■ **GOAL**: Exclude any images and output the remaining records exactly.
-- START OF SOURCE MATERIAL --
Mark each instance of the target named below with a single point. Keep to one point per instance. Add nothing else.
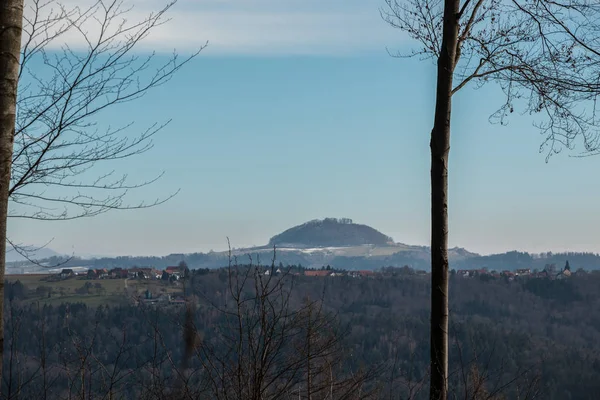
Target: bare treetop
(544, 54)
(63, 90)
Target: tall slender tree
(11, 26)
(544, 55)
(51, 95)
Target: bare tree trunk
(11, 23)
(440, 148)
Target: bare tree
(62, 92)
(11, 16)
(545, 55)
(268, 345)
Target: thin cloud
(259, 27)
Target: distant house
(92, 274)
(66, 273)
(117, 273)
(465, 273)
(523, 272)
(362, 274)
(174, 271)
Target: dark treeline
(364, 337)
(417, 259)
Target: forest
(244, 334)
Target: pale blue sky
(292, 114)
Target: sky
(296, 111)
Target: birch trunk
(440, 148)
(11, 23)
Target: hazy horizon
(275, 124)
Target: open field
(110, 292)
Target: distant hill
(339, 243)
(330, 232)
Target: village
(175, 273)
-- END OF SOURCE MATERIAL --
■ **OUTPUT OF THE TASK**:
Mark each instance of the target named below with a single point. Keep to one point per instance. Add nothing else.
Target: bare treetop
(544, 54)
(63, 90)
Target: tall slender tree
(11, 26)
(544, 55)
(51, 95)
Target: bare tree trunk
(11, 23)
(440, 148)
Target: bare tree
(62, 92)
(11, 16)
(545, 55)
(268, 345)
Target: thin cloud
(259, 27)
Target: distant house
(92, 274)
(66, 273)
(117, 273)
(465, 273)
(523, 272)
(362, 274)
(174, 271)
Target: dark treeline
(364, 337)
(417, 259)
Target: forest
(244, 334)
Target: pale blue sky
(292, 114)
Target: sky
(296, 111)
Target: birch trunk
(440, 148)
(11, 23)
Target: hazy horizon
(275, 124)
Target: open field
(110, 292)
Target: distant hill
(339, 243)
(330, 232)
Target: village
(175, 273)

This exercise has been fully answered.